━━━━━ Available records

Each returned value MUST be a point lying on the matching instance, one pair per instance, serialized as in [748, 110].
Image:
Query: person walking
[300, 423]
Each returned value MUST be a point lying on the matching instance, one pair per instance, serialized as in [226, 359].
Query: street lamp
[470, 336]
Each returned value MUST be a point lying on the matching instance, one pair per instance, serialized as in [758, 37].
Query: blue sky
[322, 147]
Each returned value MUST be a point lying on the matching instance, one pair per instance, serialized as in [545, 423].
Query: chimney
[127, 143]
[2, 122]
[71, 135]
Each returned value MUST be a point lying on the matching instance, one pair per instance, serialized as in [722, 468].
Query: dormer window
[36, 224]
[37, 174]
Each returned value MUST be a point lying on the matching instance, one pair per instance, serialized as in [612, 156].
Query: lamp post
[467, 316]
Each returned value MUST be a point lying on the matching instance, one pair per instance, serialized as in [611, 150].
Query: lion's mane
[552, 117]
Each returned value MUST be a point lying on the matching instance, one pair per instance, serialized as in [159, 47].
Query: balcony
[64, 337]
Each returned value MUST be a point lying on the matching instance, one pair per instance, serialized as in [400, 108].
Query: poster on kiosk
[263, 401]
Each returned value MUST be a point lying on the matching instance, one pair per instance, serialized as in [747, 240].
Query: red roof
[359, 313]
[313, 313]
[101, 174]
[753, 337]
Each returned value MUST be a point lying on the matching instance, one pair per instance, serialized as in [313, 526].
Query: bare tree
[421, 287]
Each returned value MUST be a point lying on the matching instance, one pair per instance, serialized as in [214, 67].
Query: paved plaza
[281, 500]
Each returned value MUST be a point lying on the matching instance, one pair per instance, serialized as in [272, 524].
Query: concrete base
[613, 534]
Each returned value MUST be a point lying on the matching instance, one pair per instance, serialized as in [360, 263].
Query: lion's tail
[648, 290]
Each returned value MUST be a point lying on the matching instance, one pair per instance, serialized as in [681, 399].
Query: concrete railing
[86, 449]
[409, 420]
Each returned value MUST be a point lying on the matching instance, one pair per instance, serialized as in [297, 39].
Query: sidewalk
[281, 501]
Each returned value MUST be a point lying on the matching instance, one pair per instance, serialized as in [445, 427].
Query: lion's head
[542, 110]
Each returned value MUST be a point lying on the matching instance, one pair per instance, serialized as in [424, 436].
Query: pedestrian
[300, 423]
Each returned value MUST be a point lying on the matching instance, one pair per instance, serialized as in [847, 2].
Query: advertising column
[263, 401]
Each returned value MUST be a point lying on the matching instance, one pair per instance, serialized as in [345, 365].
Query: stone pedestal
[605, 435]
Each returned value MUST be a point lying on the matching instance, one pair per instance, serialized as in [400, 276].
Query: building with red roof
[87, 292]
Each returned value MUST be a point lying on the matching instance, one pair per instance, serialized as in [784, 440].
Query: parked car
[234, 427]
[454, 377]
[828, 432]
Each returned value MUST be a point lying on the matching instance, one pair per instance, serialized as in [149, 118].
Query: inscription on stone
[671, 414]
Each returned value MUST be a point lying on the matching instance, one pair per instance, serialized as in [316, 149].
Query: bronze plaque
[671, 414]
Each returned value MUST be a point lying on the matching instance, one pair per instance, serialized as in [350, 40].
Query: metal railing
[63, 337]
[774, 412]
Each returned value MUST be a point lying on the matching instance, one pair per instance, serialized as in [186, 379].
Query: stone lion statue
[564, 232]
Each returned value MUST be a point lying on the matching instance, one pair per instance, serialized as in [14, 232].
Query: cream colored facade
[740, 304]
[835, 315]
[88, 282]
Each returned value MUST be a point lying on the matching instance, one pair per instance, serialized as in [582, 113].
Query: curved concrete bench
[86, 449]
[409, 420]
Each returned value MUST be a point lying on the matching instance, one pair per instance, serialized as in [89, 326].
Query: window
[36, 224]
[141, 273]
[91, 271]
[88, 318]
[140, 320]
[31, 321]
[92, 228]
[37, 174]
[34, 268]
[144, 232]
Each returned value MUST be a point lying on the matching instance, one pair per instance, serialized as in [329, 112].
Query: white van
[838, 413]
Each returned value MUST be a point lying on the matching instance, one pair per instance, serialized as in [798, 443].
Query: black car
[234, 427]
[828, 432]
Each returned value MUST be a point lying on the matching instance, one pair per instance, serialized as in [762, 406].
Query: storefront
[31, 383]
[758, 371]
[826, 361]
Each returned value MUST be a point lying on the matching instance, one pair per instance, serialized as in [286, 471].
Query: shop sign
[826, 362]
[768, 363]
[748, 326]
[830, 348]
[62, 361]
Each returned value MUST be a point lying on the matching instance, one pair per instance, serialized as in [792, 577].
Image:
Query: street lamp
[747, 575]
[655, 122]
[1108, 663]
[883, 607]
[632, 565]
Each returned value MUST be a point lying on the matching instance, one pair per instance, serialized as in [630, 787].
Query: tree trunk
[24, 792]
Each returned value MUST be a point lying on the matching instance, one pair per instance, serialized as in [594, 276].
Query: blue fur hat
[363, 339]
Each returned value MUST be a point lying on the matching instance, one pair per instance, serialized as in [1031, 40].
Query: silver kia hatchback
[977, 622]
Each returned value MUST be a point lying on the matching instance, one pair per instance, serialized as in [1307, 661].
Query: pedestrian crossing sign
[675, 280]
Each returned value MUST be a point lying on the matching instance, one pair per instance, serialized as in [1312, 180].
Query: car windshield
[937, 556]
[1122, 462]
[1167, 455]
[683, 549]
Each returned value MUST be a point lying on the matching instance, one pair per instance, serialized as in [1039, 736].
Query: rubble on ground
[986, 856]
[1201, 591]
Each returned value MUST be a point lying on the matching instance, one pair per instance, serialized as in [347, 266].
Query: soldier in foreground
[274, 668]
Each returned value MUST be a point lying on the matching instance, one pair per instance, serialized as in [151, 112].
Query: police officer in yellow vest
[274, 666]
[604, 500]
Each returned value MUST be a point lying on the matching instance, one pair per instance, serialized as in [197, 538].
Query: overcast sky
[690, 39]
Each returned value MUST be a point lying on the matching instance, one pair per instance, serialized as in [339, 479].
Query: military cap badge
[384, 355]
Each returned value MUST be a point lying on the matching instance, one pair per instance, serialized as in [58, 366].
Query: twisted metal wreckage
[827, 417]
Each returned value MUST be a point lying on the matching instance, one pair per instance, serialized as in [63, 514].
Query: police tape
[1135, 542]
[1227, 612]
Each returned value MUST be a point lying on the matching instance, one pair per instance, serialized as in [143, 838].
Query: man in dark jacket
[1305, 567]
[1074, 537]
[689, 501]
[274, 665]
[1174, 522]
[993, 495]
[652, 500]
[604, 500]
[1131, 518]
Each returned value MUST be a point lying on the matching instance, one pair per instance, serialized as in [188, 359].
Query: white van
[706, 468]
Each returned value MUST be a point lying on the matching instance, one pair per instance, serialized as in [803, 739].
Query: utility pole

━━━━━━━━━━

§ Task objective:
All of the entries above should be written out verbatim.

§ Solution for this task:
Each returned value MUST be a point lying on the matching instance, one pair per instance, serialized as in [748, 110].
Image:
Query: person walking
[300, 423]
Each returned value MUST be a point lying on the matching instance, one pair per instance, serialized as in [226, 359].
Query: street lamp
[470, 336]
Each returned value MUST be a point lying on the matching instance, one pair per instance, serialized as in [758, 37].
Query: blue sky
[322, 147]
Each returned value MUST be a point lying on the matching instance, one pair per instance, serialized as in [545, 423].
Query: chimney
[127, 143]
[2, 122]
[71, 135]
Each returned value MUST be a point lying on the matching instance, one pair per instance, serialized as in [722, 468].
Query: dormer window
[36, 224]
[37, 174]
Each returned value MUST be a point lying on the matching instance, one pair per instance, serialized as in [612, 156].
Query: lamp post
[467, 316]
Each returned value MUST be a point lying on the matching instance, one pair per instance, serialized as in [611, 150].
Query: lion's mane
[552, 117]
Each returned value MUST be a point lying on the matching instance, one pair per instance, serialized as in [159, 47].
Query: balcony
[64, 337]
Each returned value MUST be a point lying on the matching instance, one pair per instance, serialized as in [400, 108].
Query: poster on kiosk
[263, 401]
Each returned value MUST be a point lying on the matching instance, one pair per instance, serialized as in [747, 240].
Query: red roof
[359, 313]
[313, 313]
[101, 174]
[753, 337]
Each returned value MUST be a point lying on the matching instance, one pair per instance, serialized as in [313, 526].
Query: bare tree
[421, 287]
Each returned value MUST be a point lying on the matching instance, one pair per instance, serialized as in [214, 67].
Query: paved plaza
[281, 500]
Each returned value MUST be a point lying on the matching instance, one pair per instance, serialized as in [272, 524].
Query: concrete base
[613, 534]
Each returned value MUST be a point lying on the matching instance, one pair per instance, serialized as in [360, 263].
Query: lion's tail
[648, 290]
Each returned value MUST be a point lying on the matching instance, one pair per instance, serialized as in [681, 399].
Query: concrete railing
[86, 449]
[409, 420]
Each returned value MUST be a point lying on the matching instance, one pair per instance, serialized as in [297, 39].
Query: sidewalk
[281, 501]
Each returned value MUST be a point lying on the matching instance, one pair per instance, serialized as in [445, 427].
Query: lion's head
[542, 110]
Each returned value MUST be a point lying on the matching instance, one pair per instance, serialized as in [424, 436].
Query: pedestrian
[300, 423]
Each returned value MUST be a point lying on the matching instance, one pair per instance, serialized as in [847, 2].
Query: advertising column
[263, 401]
Each returned value MUST be a point lying on the matching instance, one pair per instance, serialized as in [345, 365].
Query: stone pedestal
[605, 435]
Each returned value MUST be a point lying on the matching instance, one pair per instance, serialized as in [400, 276].
Query: building with red roof
[87, 292]
Each returned value MUST be a point lying on the matching instance, one pair per instance, serialized as in [784, 440].
Query: parked car
[234, 427]
[454, 377]
[828, 432]
Each returned value MUST be a point lying on the matching instance, one pair per instance, serialized as in [149, 118].
Query: inscription on stone
[671, 414]
Each returned value MUST be a point lying on the matching instance, one pair per instance, serialized as in [316, 149].
Query: bronze plaque
[671, 414]
Each returned value MUST be a point lying on the matching instance, one pair per instance, serialized as in [350, 40].
Query: metal railing
[63, 337]
[774, 412]
Each returned value MUST be a point lying on the matching instance, one pair per instance, serialized as in [186, 379].
Query: stone lion statue
[564, 232]
Each returned value MUST be a point lying on the matching instance, one pair per instance, serialized as in [14, 232].
Query: cream colored facade
[740, 304]
[835, 315]
[88, 282]
Each returned value MUST be a point lying on the matching instance, one pair per instance, serialized as in [582, 113].
Query: curved concrete bench
[86, 449]
[409, 420]
Each returned value MUST be a point lying on the matching instance, one pair per instance, serialized as in [89, 326].
Query: window
[36, 224]
[141, 273]
[91, 271]
[88, 318]
[140, 320]
[31, 321]
[92, 228]
[37, 174]
[34, 268]
[144, 232]
Each returned value MUST be a point lying on the matching instance, one pair per instance, serialized as in [329, 112].
Query: white van
[838, 413]
Each returned value MUST be a point lying on the matching instance, one pair per instance, serialized as in [798, 443].
Query: black car
[234, 427]
[828, 432]
Each returned value MUST be a point lying on the matching instance, one pair per instance, serialized as in [762, 406].
Query: storefront
[31, 383]
[758, 371]
[826, 361]
Each returned value MUST be a point lying on the matching instance, one pair per instance, serialized as in [286, 471].
Query: shop sign
[826, 362]
[768, 363]
[748, 326]
[830, 348]
[62, 361]
Each returned value MUST be a point lying on the matching instance, one pair per instance, serialized as in [792, 577].
Image:
Query: street lamp
[747, 575]
[655, 122]
[1108, 663]
[883, 607]
[632, 565]
Each returned value MUST be a point lying on the matching instance, one pair per instance, serialized as in [630, 787].
Query: tree trunk
[24, 792]
Each returned value MUST be a point lying on the matching instance, one pair per instance, serialized as in [594, 276].
Query: blue fur hat
[363, 339]
Each returned value MUST be a point lying on the matching instance, one pair per instance, serialized as in [1031, 40].
Query: silver kia hatchback
[977, 622]
Each returned value MUST be a point lying on the matching instance, one pair per instance, serialized as in [1307, 661].
Query: pedestrian crossing sign
[675, 280]
Each returned value MUST be a point lying on the matching instance, one pair per instance, serialized as in [1312, 180].
Query: car windshield
[937, 556]
[1122, 462]
[1167, 455]
[683, 549]
Each returned value MUST be a point lying on the matching instance, one pair per instance, serialized as in [1039, 736].
Query: rubble on ground
[986, 856]
[1201, 591]
Each returned value MUST be a point lying on the matching instance, one pair per instance, serialized as in [347, 266].
Query: soldier in foreground
[274, 668]
Each returned value MUST be a point lying on the matching instance, one pair per instance, serialized as in [151, 112].
Query: police officer in yellow vest
[274, 666]
[604, 500]
Each returned value MUST be a point lying on the matching instance, one pair per instance, serialized as in [197, 538].
Query: overcast sky
[690, 39]
Each returned value MUST be a point lying on the matching instance, one pair per instance, serialized as in [339, 479].
Query: military cap badge
[384, 355]
Each returned value MUST be a point lying on the matching instance, one pair per instance, serialized as in [58, 366].
Query: twisted metal wreckage
[827, 417]
Each returned value MUST be a point lying on the matching instance, one pair per instance, serialized as in [63, 514].
Query: police tape
[1135, 542]
[1227, 612]
Each returned value MUST be a point lying on the matching instance, one pair per instance, serialized as in [143, 838].
Query: man in dark jacket
[1305, 567]
[1074, 537]
[689, 501]
[274, 665]
[1174, 522]
[993, 495]
[652, 500]
[604, 500]
[1131, 518]
Each returned value MUST be a point lying on the matching instance, one pair per instance, serialized as in [188, 359].
Query: white van
[706, 468]
Each returned value MUST be a point lying on the matching instance, one pair per instance, serialized as in [803, 739].
Query: utility pole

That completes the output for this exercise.